Horror House Wednesday: Flash Fiction Contest #1

A few days ago, I asked for some suggestions on how to improve my website, along with what features I should add. One immediate feature I’m adding today is a weekly flash fiction contest as suggested by Silver Stone due to the lack of not prompts (there are sea urchins worth of them in the WordPress sea) but rather flash fiction contests.

For those who wonder what flash fiction is, flash fiction is a piece of fiction that ranges from 5 to 1,500 words. In this contest, the maximum amount of words I will allow is 450. Minimum is 5.

Here’s how this will work. Each Wednesday, I will post a new prompt whether a photo, quote, or anything correlated to literature or writing that can inspire a flash fiction piece with a maximum of 450 words or less.

You can submit your entries in this comment section or even put a link of the piece from your blog in the comments, and I will decide on a winner the next Tuesday—the day before the prompt starts over again. Everyone’s entries will be included in the post as well.

With that aside, here is the prompt for this week:

“Who are we then, if not for our memories?”

You can make it into any genre you want, you can use explicit language, violence, horror and gore. But please nothing discriminatory, racist, sexist, homophobic, anti-semitic, prejudice or harmful/demeaning to a group of people.

Have fun with it, and happy writing!

36 Comments on “Horror House Wednesday: Flash Fiction Contest #1

  1. Pingback: Kismet. | Sceadugengan

    • Wow, that had so much depth, and I felt like I too was psychologically drowning in the main character’s thoughts. What a fantastic piece!

      It’s more than okay that it’s over the word limit. I’ll still accept it. 🙂 Thank you for your participation in the contest.

      Liked by 1 person

    • It fits the prompt very well. Wow, that is heartbreaking and it is definitely a vivid description of the reality of what people suffer with Alzheimer’s go through. It is a very beautiful piece and I am happy you submitted it for this contest.

      As for feedback, I think everything was perfect. It was concise, as is the purpose of flash fiction, but a gut punch from the insight of the reality of how Alzheimer’s impacts loved ones too. You implemented the prompt cleverly and it fit naturally in progression of the story at the end.

      Liked by 1 person

      • Okay. I am so glad to hear this. I am still learning this art, but I am glad you liked it.
        Thank you very much for sparing some time to read my post and for this valuable feedback. I really appreciate it.😀

        Liked by 1 person

    • Oh wow, I feel very honored to hear that. That is truly a privilege and you don’t know how happy that it has made me to hear that.

      I enjoyed your piece very much! It really delves into the psychology of how we see ourselves, and the lingering effects of memory. Excellent piece here! Thank you for participating in the contest. 😃

      Liked by 1 person

      • Appreciate you taking the time to read it Lucy, it means alot.

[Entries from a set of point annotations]
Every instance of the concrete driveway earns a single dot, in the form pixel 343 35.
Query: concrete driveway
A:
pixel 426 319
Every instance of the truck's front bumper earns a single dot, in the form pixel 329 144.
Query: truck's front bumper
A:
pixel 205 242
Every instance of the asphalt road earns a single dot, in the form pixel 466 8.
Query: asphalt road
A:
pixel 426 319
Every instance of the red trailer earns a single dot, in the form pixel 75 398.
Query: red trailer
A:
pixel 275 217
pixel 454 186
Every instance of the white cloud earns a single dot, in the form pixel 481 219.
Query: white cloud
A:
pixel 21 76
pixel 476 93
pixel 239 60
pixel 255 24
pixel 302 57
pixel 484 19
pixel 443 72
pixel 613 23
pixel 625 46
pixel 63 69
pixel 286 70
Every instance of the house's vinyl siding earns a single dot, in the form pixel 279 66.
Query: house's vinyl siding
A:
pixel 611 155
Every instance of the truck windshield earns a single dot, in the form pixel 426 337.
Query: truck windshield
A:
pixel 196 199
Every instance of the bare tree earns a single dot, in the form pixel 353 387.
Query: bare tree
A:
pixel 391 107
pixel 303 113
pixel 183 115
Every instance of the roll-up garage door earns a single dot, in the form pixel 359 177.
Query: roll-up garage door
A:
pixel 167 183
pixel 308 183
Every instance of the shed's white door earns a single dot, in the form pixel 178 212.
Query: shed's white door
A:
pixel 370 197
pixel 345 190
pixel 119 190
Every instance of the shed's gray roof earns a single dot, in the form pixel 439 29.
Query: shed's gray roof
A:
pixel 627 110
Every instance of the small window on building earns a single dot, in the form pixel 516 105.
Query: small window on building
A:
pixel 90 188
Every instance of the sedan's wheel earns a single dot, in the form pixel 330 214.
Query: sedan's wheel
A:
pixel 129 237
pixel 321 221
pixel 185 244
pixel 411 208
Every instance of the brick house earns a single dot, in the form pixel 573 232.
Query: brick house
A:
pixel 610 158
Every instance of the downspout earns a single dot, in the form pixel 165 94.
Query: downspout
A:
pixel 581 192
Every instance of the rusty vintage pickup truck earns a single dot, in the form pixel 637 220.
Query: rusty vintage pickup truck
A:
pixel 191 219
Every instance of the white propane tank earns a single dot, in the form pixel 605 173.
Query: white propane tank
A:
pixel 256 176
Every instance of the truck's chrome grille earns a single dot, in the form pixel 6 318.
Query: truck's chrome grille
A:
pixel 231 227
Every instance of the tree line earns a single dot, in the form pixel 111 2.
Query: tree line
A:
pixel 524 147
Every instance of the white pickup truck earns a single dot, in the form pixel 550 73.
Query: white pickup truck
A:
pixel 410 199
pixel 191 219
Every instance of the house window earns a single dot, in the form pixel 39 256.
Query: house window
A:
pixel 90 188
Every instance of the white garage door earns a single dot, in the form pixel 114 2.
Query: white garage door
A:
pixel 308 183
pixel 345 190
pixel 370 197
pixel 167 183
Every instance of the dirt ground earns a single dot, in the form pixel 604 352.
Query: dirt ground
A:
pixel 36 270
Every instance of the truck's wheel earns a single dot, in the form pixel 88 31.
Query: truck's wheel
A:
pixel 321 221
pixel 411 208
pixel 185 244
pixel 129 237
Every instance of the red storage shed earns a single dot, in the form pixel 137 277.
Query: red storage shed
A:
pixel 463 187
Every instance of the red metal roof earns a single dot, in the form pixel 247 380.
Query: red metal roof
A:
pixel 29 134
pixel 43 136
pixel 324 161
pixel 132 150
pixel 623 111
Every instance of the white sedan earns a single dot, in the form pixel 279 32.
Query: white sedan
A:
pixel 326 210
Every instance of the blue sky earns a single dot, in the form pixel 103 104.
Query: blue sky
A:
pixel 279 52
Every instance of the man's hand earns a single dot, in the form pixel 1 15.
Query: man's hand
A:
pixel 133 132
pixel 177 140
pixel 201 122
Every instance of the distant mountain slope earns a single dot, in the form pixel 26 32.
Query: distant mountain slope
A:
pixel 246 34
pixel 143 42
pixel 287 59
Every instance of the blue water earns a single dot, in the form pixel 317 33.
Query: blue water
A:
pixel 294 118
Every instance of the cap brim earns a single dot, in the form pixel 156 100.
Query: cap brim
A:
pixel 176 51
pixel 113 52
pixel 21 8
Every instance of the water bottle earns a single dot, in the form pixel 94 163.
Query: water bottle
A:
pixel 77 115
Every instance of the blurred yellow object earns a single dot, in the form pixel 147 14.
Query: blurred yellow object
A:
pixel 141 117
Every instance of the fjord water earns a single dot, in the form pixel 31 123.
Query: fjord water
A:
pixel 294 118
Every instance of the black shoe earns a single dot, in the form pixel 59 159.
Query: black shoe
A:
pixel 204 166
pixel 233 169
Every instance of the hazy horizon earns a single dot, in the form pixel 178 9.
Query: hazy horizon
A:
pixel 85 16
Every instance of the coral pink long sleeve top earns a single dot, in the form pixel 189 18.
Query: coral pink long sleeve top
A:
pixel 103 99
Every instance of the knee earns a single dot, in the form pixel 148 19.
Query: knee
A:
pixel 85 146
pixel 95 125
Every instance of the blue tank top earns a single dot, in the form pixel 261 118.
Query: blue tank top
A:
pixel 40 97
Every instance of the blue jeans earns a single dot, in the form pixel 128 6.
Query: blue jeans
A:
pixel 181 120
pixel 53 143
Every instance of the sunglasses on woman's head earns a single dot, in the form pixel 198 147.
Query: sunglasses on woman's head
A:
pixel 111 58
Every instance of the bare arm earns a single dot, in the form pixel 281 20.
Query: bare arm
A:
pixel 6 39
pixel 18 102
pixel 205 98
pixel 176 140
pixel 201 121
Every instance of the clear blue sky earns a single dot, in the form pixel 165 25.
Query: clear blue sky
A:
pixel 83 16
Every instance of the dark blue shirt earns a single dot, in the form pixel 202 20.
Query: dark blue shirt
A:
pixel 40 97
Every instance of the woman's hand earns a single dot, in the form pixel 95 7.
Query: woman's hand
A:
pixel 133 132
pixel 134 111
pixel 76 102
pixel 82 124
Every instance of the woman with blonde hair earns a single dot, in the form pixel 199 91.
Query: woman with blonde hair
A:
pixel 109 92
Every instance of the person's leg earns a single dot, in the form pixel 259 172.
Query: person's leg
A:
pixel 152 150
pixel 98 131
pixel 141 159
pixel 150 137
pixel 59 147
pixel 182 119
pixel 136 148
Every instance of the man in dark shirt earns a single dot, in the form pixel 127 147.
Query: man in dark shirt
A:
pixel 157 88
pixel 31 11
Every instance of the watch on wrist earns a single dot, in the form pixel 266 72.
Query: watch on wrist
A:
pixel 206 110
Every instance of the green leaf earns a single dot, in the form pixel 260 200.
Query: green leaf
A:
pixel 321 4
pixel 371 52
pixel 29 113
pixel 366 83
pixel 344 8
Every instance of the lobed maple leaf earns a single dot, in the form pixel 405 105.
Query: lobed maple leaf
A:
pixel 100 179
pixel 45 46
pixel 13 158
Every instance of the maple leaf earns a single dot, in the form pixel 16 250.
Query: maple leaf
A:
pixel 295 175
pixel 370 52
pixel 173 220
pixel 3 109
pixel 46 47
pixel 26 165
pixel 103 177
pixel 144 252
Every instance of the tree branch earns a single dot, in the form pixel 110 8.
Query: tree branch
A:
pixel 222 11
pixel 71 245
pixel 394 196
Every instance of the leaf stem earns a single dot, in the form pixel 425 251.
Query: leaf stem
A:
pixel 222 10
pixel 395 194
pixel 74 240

WHAT IS ASKED:
Reproduce the passage of the flash fiction contest post that begins with the words containing "36 Comments on" and ends with "for this contest.". This data comes from a separate source.

TASK RESPONSE:
36 Comments on “Horror House Wednesday: Flash Fiction Contest #1

  1. Pingback: Kismet. | Sceadugengan

    • Wow, that had so much depth, and I felt like I too was psychologically drowning in the main character’s thoughts. What a fantastic piece!

      It’s more than okay that it’s over the word limit. I’ll still accept it. 🙂 Thank you for your participation in the contest.

      Liked by 1 person

    • It fits the prompt very well. Wow, that is heartbreaking and it is definitely a vivid description of the reality of what people suffer with Alzheimer’s go through. It is a very beautiful piece and I am happy you submitted it for this contest.